Take from the data every line in which the word "Find" is found.

*Dataset extract:*
-- Opening Marker --
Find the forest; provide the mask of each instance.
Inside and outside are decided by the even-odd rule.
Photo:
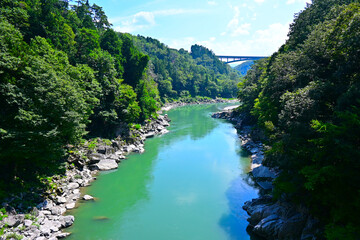
[[[360,2],[313,0],[287,42],[239,83],[240,111],[266,133],[274,196],[307,206],[327,239],[359,239]]]
[[[0,1],[0,199],[63,171],[66,146],[156,118],[166,102],[236,97],[239,75],[118,33],[89,1]]]

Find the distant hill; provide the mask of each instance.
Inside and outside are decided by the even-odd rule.
[[[245,76],[247,71],[254,64],[254,61],[246,61],[234,67],[235,70],[239,71],[241,75]]]
[[[133,36],[134,45],[150,57],[149,75],[158,85],[163,102],[183,97],[237,96],[240,74],[200,45],[191,52],[167,47],[157,39]]]

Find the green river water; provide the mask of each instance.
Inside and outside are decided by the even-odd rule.
[[[67,240],[254,239],[241,208],[258,196],[246,175],[250,159],[233,125],[210,117],[228,105],[166,112],[169,133],[146,140],[145,153],[84,190],[96,201],[69,212],[75,223]]]

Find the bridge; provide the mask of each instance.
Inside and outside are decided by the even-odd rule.
[[[260,57],[260,56],[217,56],[219,58],[220,61],[225,62],[225,63],[233,63],[233,62],[241,62],[241,61],[254,61],[254,60],[259,60],[262,58],[267,58],[267,57]]]

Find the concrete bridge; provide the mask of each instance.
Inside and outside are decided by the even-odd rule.
[[[260,57],[260,56],[223,56],[218,55],[217,56],[220,61],[225,63],[233,63],[233,62],[241,62],[241,61],[250,61],[250,60],[259,60],[261,58],[267,58],[267,57]]]

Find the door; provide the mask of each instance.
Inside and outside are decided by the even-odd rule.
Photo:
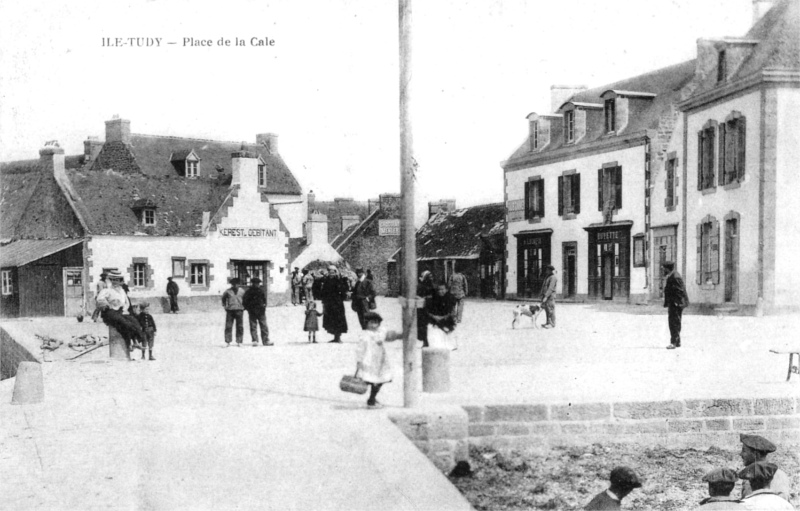
[[[64,316],[79,316],[83,307],[83,268],[64,268]]]
[[[674,263],[677,253],[677,227],[657,227],[653,230],[653,243],[655,245],[656,264],[653,268],[655,279],[658,284],[658,297],[664,297],[664,285],[666,276],[662,265],[666,262]]]
[[[739,301],[739,222],[725,221],[725,301]]]
[[[233,264],[233,276],[242,282],[243,286],[250,284],[250,279],[261,279],[264,293],[267,293],[269,285],[268,261],[231,261]]]
[[[611,300],[614,298],[614,253],[603,252],[603,299]]]
[[[565,242],[563,245],[562,271],[564,283],[562,293],[565,297],[575,296],[578,288],[578,243]]]

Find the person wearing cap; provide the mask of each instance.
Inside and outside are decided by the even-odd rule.
[[[97,306],[102,309],[100,316],[103,323],[114,327],[125,340],[125,346],[131,349],[144,350],[142,342],[145,335],[139,322],[130,315],[131,302],[128,293],[122,288],[123,278],[119,271],[108,273],[109,287],[97,295]]]
[[[467,277],[458,271],[455,263],[453,263],[453,274],[447,279],[447,288],[456,299],[456,323],[461,323],[461,319],[464,317],[464,298],[469,293],[469,282],[467,282]]]
[[[621,509],[622,499],[636,488],[642,487],[639,476],[629,467],[616,467],[609,477],[611,485],[605,491],[595,495],[583,509]]]
[[[736,472],[730,468],[715,468],[703,476],[703,481],[708,483],[708,497],[700,501],[697,509],[707,511],[710,509],[742,509],[739,499],[731,497],[733,487],[736,486]]]
[[[378,392],[384,383],[392,381],[392,366],[384,343],[400,339],[402,334],[381,327],[383,318],[374,311],[364,314],[367,328],[361,331],[356,349],[356,374],[370,384],[368,408],[382,408]]]
[[[558,278],[556,277],[556,269],[553,266],[547,265],[544,267],[545,279],[542,283],[542,308],[547,317],[547,322],[543,328],[556,327],[556,287],[558,286]]]
[[[300,305],[303,303],[300,297],[300,288],[302,287],[303,278],[300,276],[300,268],[295,267],[292,271],[292,305]]]
[[[233,323],[236,323],[236,345],[242,346],[244,339],[244,289],[239,287],[241,281],[237,278],[231,279],[231,287],[222,293],[222,306],[225,308],[225,345],[231,345],[231,330]]]
[[[167,296],[169,296],[169,311],[173,314],[178,313],[178,293],[180,288],[177,282],[173,282],[172,277],[167,277]]]
[[[319,285],[319,298],[322,299],[322,328],[333,335],[328,342],[341,343],[342,334],[347,333],[347,317],[344,311],[344,300],[350,285],[345,277],[339,276],[339,269],[328,266]]]
[[[302,273],[301,284],[303,296],[306,299],[306,303],[308,303],[314,301],[314,274],[308,271],[308,268],[305,268]]]
[[[745,466],[749,466],[760,461],[766,462],[767,455],[771,452],[775,452],[777,449],[775,444],[759,435],[741,434],[739,435],[739,440],[742,442],[742,452],[740,453],[740,456],[742,457],[742,462],[745,464]],[[788,501],[789,494],[791,493],[791,483],[789,482],[789,476],[786,474],[786,472],[777,468],[775,474],[770,479],[769,489],[773,493]],[[742,484],[742,498],[747,497],[752,492],[753,489],[750,487],[750,482],[745,480]]]
[[[136,321],[139,322],[139,326],[142,327],[142,331],[144,332],[143,344],[150,353],[150,360],[155,360],[155,357],[153,357],[153,344],[156,342],[156,332],[158,329],[156,328],[156,321],[147,310],[149,307],[150,304],[147,302],[135,304],[133,306],[133,316],[136,318]],[[144,360],[144,358],[144,348],[142,348],[142,360]]]
[[[794,506],[770,488],[770,483],[778,471],[778,466],[768,461],[756,461],[747,465],[739,477],[750,483],[752,490],[742,498],[743,509],[758,511],[792,511]]]
[[[250,340],[253,346],[258,346],[258,328],[261,327],[261,343],[272,346],[269,340],[269,327],[267,327],[267,295],[261,287],[261,279],[250,279],[250,287],[242,297],[242,305],[247,311],[247,320],[250,323]]]
[[[94,312],[92,313],[92,321],[97,323],[98,318],[100,317],[100,313],[103,309],[97,304],[97,298],[100,296],[100,291],[108,287],[108,273],[103,272],[100,274],[100,280],[97,282],[97,291],[94,294]]]
[[[664,307],[667,307],[667,322],[669,323],[668,350],[681,347],[681,322],[683,309],[689,306],[689,295],[683,277],[675,269],[675,263],[667,261],[661,265],[667,280],[664,283]]]
[[[366,330],[367,320],[364,319],[364,315],[375,308],[375,286],[372,284],[371,280],[367,280],[364,275],[364,270],[361,268],[356,269],[356,285],[353,286],[353,297],[350,302],[350,307],[358,316],[361,330]]]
-- Closing Marker --
*Answer space:*
Find the forest; provide the mask of each instance.
Find the distant hill; provide the mask of each instance.
Find the green river water; provide the mask of each instance.
Find the bridge; provide the mask of each instance.
Find the concrete bridge; provide the mask of each instance.
Find the door; provide the mask of each instance.
Find the person wearing cap; provide the mask of each instance.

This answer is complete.